◆ **Reading text**
-- Opening Marker --
H is for Halflings. Halflings have an interesting lack of history in Garnia. In all of the history I wrote as a kid, Halflings only get mentioned once; and now that early stuff is apocryphal. Only rarely has anyone ever played a Halfling in my Garnia campaign; notably, back in the 80's my neighbor Scott W. played the Halfling thief Thorik for several years of regular play, and now Ashli is playing the Halfling Thief Ruby. Ashli insists that they be called Hobbits, so maybe they migrated here from Middle Earth.
H is for Half-Elves and Half-Orcs and any other half breeds that might exist in the D&D universe. They happen in my Garnia campaign, but only rarely. Most recently Lee's character Eemah the Half-Orc Fighter, who died last session. My take on the genetic viability of these creatures breeding is that the Elves, Humans and Orcs are all genetically the same and their parent races are influenced by the ambient alignment of the planes on which they originated. Good Elves or Evil Orcs can breed with unaligned Humans, but not with each other.
H is for Henchmen and Hirelings. Back in the day we used to bring veritable armies of these guys with us into dungeons. That doesn't happen so much anymore, because player characters have gotten tougher over succeeding iterations of the game and players themselves began to see the hired help as experience point leeches. To my mind Henchmen are like back up characters that you already have ready to roll out if anything bad happens to your main PC. Hirelings are just 0-level NPCs, usually, but they have their uses too for sure. The experience point leeching issue is one I have considered a lot recently as I try to encourage my players to go more old school and bring some help with them. First, I don't pull any punches, I let the dice fall where they may and I roll in the open. That means that the players want to see more targets on their own team, which encourages hiring help. Second, normal hirelings don't get experience points, they are stuck at 0-level forever.
-- Closing Marker --
◆ **Provided data**
-- Opening Marker --
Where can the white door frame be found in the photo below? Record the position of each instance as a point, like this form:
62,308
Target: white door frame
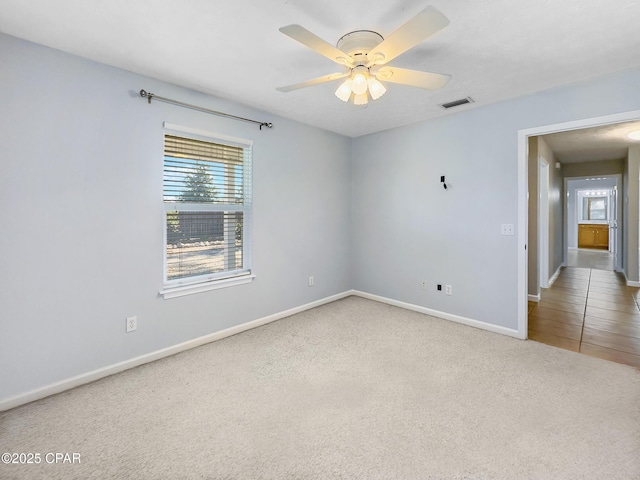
543,223
523,216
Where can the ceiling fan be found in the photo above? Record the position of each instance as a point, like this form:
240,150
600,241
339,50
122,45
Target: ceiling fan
365,55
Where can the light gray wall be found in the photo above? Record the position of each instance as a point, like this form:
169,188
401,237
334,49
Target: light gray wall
82,217
586,169
406,227
539,148
532,247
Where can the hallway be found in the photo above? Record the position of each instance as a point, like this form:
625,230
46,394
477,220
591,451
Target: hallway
589,310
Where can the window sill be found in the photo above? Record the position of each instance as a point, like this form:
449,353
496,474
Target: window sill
182,290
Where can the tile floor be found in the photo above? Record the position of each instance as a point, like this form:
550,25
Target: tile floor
589,310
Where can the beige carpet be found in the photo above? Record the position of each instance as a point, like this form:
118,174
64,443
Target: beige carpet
350,390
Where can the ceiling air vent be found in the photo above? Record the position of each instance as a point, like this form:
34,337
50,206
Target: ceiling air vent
457,103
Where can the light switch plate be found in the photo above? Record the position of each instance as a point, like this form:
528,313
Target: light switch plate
507,229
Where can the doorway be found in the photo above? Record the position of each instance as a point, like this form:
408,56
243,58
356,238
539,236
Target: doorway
543,222
523,203
591,211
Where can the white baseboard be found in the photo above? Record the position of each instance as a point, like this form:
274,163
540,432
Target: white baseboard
446,316
555,276
69,383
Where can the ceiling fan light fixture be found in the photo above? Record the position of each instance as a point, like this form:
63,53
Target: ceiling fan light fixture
359,84
376,89
361,99
344,91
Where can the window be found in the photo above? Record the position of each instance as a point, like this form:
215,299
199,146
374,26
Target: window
207,211
595,208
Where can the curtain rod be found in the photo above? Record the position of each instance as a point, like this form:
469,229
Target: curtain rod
149,96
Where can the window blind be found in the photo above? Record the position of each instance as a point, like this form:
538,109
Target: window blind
207,197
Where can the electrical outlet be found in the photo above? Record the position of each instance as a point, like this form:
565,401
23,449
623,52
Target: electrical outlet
132,324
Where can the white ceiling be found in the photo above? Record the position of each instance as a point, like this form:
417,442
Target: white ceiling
606,142
495,50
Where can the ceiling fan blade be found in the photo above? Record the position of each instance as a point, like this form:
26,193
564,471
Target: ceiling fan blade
425,24
316,44
414,78
312,82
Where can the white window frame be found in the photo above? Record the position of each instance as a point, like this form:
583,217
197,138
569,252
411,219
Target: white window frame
228,278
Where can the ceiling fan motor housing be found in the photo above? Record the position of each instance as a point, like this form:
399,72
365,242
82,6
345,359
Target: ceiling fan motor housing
357,44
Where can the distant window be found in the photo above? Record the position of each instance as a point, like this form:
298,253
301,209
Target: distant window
595,208
207,204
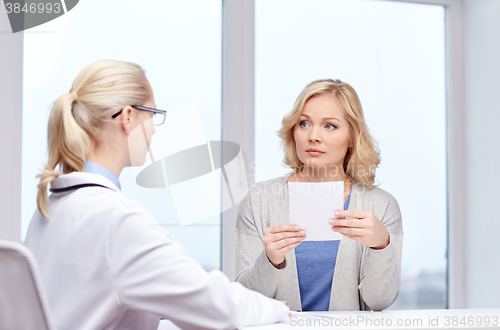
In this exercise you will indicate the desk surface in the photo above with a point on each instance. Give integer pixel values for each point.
(435, 319)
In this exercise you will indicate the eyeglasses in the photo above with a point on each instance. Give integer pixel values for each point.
(158, 115)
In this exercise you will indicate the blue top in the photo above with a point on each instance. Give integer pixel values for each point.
(315, 266)
(95, 168)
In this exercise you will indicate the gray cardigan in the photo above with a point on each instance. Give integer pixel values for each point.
(364, 278)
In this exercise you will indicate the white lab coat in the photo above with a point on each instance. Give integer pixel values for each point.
(107, 264)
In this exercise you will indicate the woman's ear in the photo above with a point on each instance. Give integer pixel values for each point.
(127, 118)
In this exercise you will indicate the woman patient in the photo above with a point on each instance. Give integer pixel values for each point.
(324, 138)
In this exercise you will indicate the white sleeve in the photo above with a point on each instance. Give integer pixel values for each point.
(153, 273)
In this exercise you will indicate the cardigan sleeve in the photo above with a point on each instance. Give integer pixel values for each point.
(380, 274)
(253, 268)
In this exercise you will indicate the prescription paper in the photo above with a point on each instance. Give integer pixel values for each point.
(312, 205)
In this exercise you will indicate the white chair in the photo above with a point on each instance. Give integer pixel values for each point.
(23, 304)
-- Closing Marker --
◆ **Activity A**
Rewrite the stretch of the Garnia campaign text from "H is for Half-Elves" through "with each other.", replacing "unaligned" with "neutral".
◆ **Activity B**
Take up the Garnia campaign text at the point where it stops and continue it.
The items are not needed for this work.

◆ **Task answer A**
H is for Half-Elves and Half-Orcs and any other half breeds that might exist in the D&D universe. They happen in my Garnia campaign, but only rarely. Most recently Lee's character Eemah the Half-Orc Fighter, who died last session. My take on the genetic viability of these creatures breeding is that the Elves, Humans and Orcs are all genetically the same and their parent races are influenced by the ambient alignment of the planes on which they originated. Good Elves or Evil Orcs can breed with neutral Humans, but not with each other.

◆ **Task answer B**
Now that the PCs are leveling up some Henchmen have become an option, and despite losing a 1/2 share of xp to the Henchmen the players seem to be enthusiastic about finding some. We're playing later today and they are headed back to the city, so I guess we'll see.
H is for Huscarls. Huscarls, under various similar names and spellings, are the Germanic precursor to knights. They are oath-bound warriors that serve a warlord as a full time military, they are usually fed and housed by their lord and spend their days training for war or at war. They usually won't bother to survive a battle where their lord dies. There is actually a pretty moving, tragic Anglo-Saxon poem, "The Wanderer", about a guy that did live through a battle that killed his lord and fellow Huscarls.
H is for Heroes, that's what player characters are. They may be flawed heroes, but they are still heroes, at least in my games. I don't tolerate any of this burn the orphanage and rape the nuns nonsense of evil campaigns. Evil is the enemy, there to be destroyed; if you can profit from that, so much the better, but that's what you are there to do. I also don't like angsty BS or "situational" ethics, I am a black and white good versus evil kind of a guy. My wife calls me a Paladin**.
*Technically, the Angevin Empire period also encompasses the reigns of his sons Richard I "The Lion-Heart", who slightly increased it's territory; and John I "Lack-Land" or "Soft-Sword", under whom it collapsed.
**Unless she's mad at me for being inflexible, then I am just being a dick.